▶ _TASKS_
• a. In the opinion piece on Berkeley's new research laboratories, what does the Li Ka-Shing Center replace?
• b. Write the next part of the opinion piece on Berkeley's new research laboratories, beginning after its final sentence.

▶ _STUDY TEXT_
==*==
Public Comment

Downtown for the 1%?

By Stewart Jones
Friday March 09, 2012 - 01:12:00 PM

We are poised to be an international center for the development of new environmental technologies… That opportunity grew with the award of a $500 million biofuels research center to UC Berkeley and Lawrence Berkeley National Lab two weeks ago.

—Mayor Tom Bates, February 2007

Mr. Li, a humanitarian leader and visionary, acts upon the values that emanate from his own life.

—UC Chancellor Robert Birgeneau, October 2011

Of course you have noticed Berkeley’s two new high tech research laboratories looming over Oxford Street, at Hearst Avenue — one on the UC Campus and one in the Downtown. Even though they are big buildings they remain mostly a mystery to everyone. 

First: Li Ka-Shing Center for Biomedical and Health Sciences 

On the east side of Oxford Street stands UC’s Li Ka-Shing Center for Biomedical and Health Sciences, designed to fit into any high-tech research park. It replaces Warren Hall and an idyllic spot where old oaks once snaked above worn footpaths at the West Campus entrance. Its massive façade of stainless steel, expanses of blank concrete and green glass rises 5 stories (yet over 100 ft in height to accommodate electrical connectors, pipes, and air ducts in the labs on each floor), with one underground level (for animal testing), spreading out over an area of 200,000 sq. ft. 

Opened in January, its vast interior spaces are planned to accommodate innovative undergraduate coursework and training, as well as to accommodate scientists from around the world undertaking new biomedical research methods, particularly in the use of cultured stem cells. Such science is expected to advance the University’s ongoing alliance with corporations investing in and developing patents for both private and public interests. 

It is fascinating to learn that the major donor Li Ka-shing is China’s richest citizen and ranked number 11 on Forbes The Richest People on the Planet. Currently a resident of Hong Kong, Mr. Li built his fortune on supplying the world with plastic flowers (i.e. the largest manufacturer and exporter of plastics in Hong Kong). Today his fortune includes a majority holding in Husky Energy, the Canadian oil mining and exploration company that has entered into a multi-billion dollar joint venture with BP called the Sunrise Oil Sands Project (a major proponent of the Keystone Pipeline) in Alberta, Canada. 

Second: Helios Energy Research Facility 

Across Oxford Street, within the Downtown, stands the nearly finished Helios Energy Research Facility, another massive state-of-the-art research laboratory. This 63,600 sq. ft. building, again featuring an exterior of high tech glass and wall panels, is five stories, but rises 110 ft. to equal 8 stories. It is being constructed to accommodate the University’s precedent setting $500 million research agreement with the BP corporation — Mr. Li’s partner in the Tar Sands venture.
==*==
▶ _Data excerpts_
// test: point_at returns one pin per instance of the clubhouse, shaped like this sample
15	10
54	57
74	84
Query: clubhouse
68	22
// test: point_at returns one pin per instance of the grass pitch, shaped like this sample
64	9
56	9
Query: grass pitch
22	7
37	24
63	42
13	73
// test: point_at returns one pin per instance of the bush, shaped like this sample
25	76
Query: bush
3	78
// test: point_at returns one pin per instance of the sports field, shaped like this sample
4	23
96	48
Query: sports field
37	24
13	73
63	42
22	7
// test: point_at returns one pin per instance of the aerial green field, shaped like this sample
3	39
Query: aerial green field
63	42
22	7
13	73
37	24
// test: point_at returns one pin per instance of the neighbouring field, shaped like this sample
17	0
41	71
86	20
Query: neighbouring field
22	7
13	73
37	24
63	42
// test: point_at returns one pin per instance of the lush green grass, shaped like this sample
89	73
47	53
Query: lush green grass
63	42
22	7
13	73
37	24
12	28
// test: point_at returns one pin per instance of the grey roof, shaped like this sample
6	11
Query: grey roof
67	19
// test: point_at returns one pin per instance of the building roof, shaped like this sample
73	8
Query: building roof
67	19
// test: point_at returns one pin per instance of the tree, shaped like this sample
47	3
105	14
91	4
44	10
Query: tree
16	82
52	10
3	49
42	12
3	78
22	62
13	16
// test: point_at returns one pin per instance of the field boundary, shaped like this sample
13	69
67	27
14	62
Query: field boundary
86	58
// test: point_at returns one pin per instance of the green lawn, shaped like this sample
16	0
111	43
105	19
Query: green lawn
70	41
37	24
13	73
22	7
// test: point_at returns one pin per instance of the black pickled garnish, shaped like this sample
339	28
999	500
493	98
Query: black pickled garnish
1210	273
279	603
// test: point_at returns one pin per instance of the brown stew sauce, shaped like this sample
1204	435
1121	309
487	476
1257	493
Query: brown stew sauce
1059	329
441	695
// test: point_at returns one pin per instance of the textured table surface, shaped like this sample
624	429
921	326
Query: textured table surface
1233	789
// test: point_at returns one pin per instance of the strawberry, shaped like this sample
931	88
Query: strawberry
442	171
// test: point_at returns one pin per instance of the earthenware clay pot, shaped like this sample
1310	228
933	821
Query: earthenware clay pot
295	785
==*==
▶ _RESULTS OF THE TASKS_
• a. It replaces Warren Hall and an idyllic spot with old oaks above worn footpaths at the West Campus entrance.

• b.
The UC-BP agreement was negotiated in 2007, without informed public debate, by Steven Chu the Director of LBNL, now Secretary of the Department of Energy. The agreement launched a new paradigm for academic and scientific research at the University. It established that in exchange for corporate investments the University would entitle corporations to use facilities, infrastructure, and personnel to subsidize private for-profit business. Specifically, the UC-BP agreement funds the Energy Biosciences Institute (EBI) which will be centered at the Helios building, entitling BP to specify research priorities and to manage and control research collaboration that might lead to significant discoveries (patents). It can be assumed that EBI intends to use genetic engineering to develop and patent genetically modified biofuels grown on cheap land in developing countries (Africa and Latin America) and new types of genetically engineered microbes designed for multiple uses, including microbes to be used for extracting oil locked in the tar sands of Alberta. 

Are the Li Ka-Shing Biomedical Center and Helios Energy Research Facility the prototype for Berkeley’s future? 

As a matter of fact, a new new Downtown Plan will be on the Council’s agenda this spring. It is almost certain that it will be guided by the secret City (Mayor Bates)/UC Settlement of 2005 which mandated a new Downtown Plan designed to accommodates the University’s needs and anticipated oversized buildings, such as the Biomedical Center and Helios building. (It is worth noting that the Settlement could be nullified and voided at anytime if there were five votes on the City Council to do so.)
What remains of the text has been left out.